▶ Stated exercise
Extract every line of the items below verbatim, leaving out the pictures.

— Start of Data section —

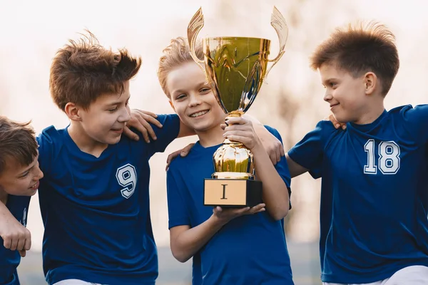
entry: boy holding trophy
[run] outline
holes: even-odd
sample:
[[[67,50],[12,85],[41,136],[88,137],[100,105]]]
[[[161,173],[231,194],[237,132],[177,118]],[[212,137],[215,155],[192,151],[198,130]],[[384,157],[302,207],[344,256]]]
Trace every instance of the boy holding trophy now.
[[[189,37],[190,45],[183,38],[173,39],[160,58],[158,73],[171,106],[199,138],[185,157],[177,157],[170,163],[167,172],[171,251],[181,262],[194,257],[193,284],[202,281],[204,284],[293,284],[283,228],[290,195],[285,157],[282,157],[274,166],[252,123],[238,112],[228,112],[230,116],[227,118],[225,113],[225,107],[232,106],[233,110],[235,110],[233,108],[240,102],[247,104],[248,109],[254,100],[266,73],[270,43],[254,38],[208,39],[212,41],[210,46],[224,59],[224,64],[218,65],[217,70],[207,68],[211,82],[215,81],[214,85],[205,80],[195,62],[207,56],[201,46],[192,44],[195,38]],[[258,41],[265,44],[259,44]],[[243,42],[255,44],[242,44]],[[204,51],[208,51],[208,43],[205,47]],[[230,48],[236,53],[229,53]],[[242,61],[243,65],[247,66],[240,67],[237,64],[229,68],[228,63],[239,62],[241,56],[245,58]],[[237,78],[228,80],[236,76],[233,71],[238,69],[245,83],[250,83],[250,87],[248,84],[240,86]],[[215,73],[219,76],[215,77]],[[228,93],[234,88],[239,95],[243,91],[248,97],[241,98],[233,96],[236,93]],[[223,130],[220,125],[225,119],[228,126]],[[276,130],[267,128],[281,140]],[[225,138],[228,142],[222,145]],[[218,150],[228,144],[230,145],[225,148],[232,149],[231,152],[223,153]],[[241,152],[241,145],[248,147],[249,152]],[[238,160],[236,156],[235,160],[230,159],[230,152],[233,152],[245,159]],[[247,156],[247,153],[250,155]],[[241,171],[235,172],[234,167]],[[223,188],[223,195],[215,201],[223,207],[210,207],[213,202],[207,201],[211,189],[207,187],[207,180],[221,177],[223,179],[218,182],[225,187],[228,179],[230,182],[240,180],[230,177],[235,178],[241,172],[247,176],[241,180],[248,185],[251,183],[246,181],[256,173],[263,183],[263,202],[258,200],[260,203],[257,204],[258,200],[254,200],[240,206],[235,202],[227,204],[226,196],[230,193],[225,195]],[[244,193],[253,195],[249,189],[245,189]]]

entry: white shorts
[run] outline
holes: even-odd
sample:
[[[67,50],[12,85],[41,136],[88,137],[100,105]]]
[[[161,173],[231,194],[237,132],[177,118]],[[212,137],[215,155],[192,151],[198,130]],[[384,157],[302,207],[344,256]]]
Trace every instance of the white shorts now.
[[[420,265],[404,267],[391,277],[377,282],[365,284],[322,283],[322,285],[428,285],[428,267]]]
[[[98,283],[86,282],[78,279],[66,279],[54,284],[54,285],[101,285]]]

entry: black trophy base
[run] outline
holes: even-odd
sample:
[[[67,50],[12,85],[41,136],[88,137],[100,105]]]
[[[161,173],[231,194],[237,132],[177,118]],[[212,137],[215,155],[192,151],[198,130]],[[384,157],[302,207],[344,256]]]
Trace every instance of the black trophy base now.
[[[260,203],[263,203],[261,181],[240,179],[205,180],[205,206],[243,208],[254,207]]]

— End of Data section —

▶ Reply to the task
entry: boy holding trophy
[run] outline
holes: even-odd
sample:
[[[67,50],[12,85],[41,136],[88,137],[100,105]]]
[[[161,173],[231,194],[237,132],[177,118]],[[212,137],[215,155],[192,151],[198,130]],[[384,157],[302,207],[344,256]]]
Trace every instance of the boy holding trophy now.
[[[189,37],[190,45],[183,38],[173,39],[160,58],[158,73],[171,106],[199,138],[185,157],[177,157],[170,163],[167,172],[171,251],[181,262],[194,257],[193,284],[202,281],[204,284],[293,284],[283,228],[290,195],[285,157],[282,157],[274,166],[252,123],[238,112],[228,112],[230,116],[227,118],[225,113],[225,107],[232,106],[233,110],[235,110],[233,108],[240,102],[247,104],[248,109],[254,100],[266,73],[270,43],[254,38],[208,39],[212,41],[210,46],[224,59],[224,64],[218,65],[217,70],[207,68],[211,82],[215,81],[214,85],[205,80],[195,62],[207,56],[201,46],[192,44],[195,38]],[[258,41],[265,44],[259,44]],[[243,42],[255,44],[242,44]],[[204,51],[208,51],[208,43],[205,47]],[[230,48],[236,53],[229,53]],[[242,61],[243,65],[247,66],[240,67],[237,64],[229,68],[228,63],[239,62],[241,56],[245,58]],[[237,78],[228,80],[236,76],[233,71],[238,69],[245,83],[250,83],[250,87],[248,84],[240,86]],[[215,73],[219,76],[215,77]],[[228,93],[234,88],[239,95],[243,91],[248,97],[241,98],[233,96],[236,93]],[[223,130],[220,125],[225,119],[228,126]],[[276,130],[267,128],[281,140]],[[225,138],[228,142],[222,145]],[[218,150],[228,144],[230,145],[225,148],[232,149],[231,152],[223,153]],[[241,152],[241,145],[248,147],[249,152]],[[238,160],[236,156],[235,160],[230,159],[230,152],[233,152],[245,159]],[[247,156],[247,153],[250,155]],[[241,171],[235,172],[234,167]],[[223,188],[223,195],[215,201],[223,207],[210,207],[213,202],[207,201],[211,189],[207,187],[207,180],[221,177],[223,179],[218,182],[225,187],[228,179],[230,182],[240,180],[230,177],[235,178],[241,172],[247,176],[241,180],[248,185],[251,183],[246,181],[256,173],[263,183],[263,202],[258,200],[260,203],[257,204],[258,200],[254,200],[240,206],[235,202],[227,204],[226,196],[230,193],[225,195]],[[244,193],[253,195],[249,189],[245,189]]]

entry: white shorts
[run] outline
holes: even-odd
sample:
[[[67,50],[12,85],[41,136],[88,137],[100,105]]]
[[[161,173],[231,194],[237,132],[177,118]],[[212,137],[215,155],[192,151],[198,130]],[[384,157],[302,207],[344,256]]]
Trace every instance of the white shorts now.
[[[420,265],[404,267],[391,277],[377,282],[365,284],[322,283],[322,285],[428,285],[428,267]]]
[[[98,283],[86,282],[78,279],[66,279],[54,284],[54,285],[101,285]]]

entry: black trophy base
[run] outline
holes: even-odd
sample:
[[[67,50],[12,85],[41,136],[88,137],[100,105]]]
[[[161,173],[231,194],[237,132],[177,118]],[[212,137],[215,155],[192,151],[198,130]],[[384,157],[302,207],[344,256]]]
Trace every instance of the black trophy base now.
[[[260,203],[263,203],[261,181],[240,179],[205,180],[205,206],[243,208],[254,207]]]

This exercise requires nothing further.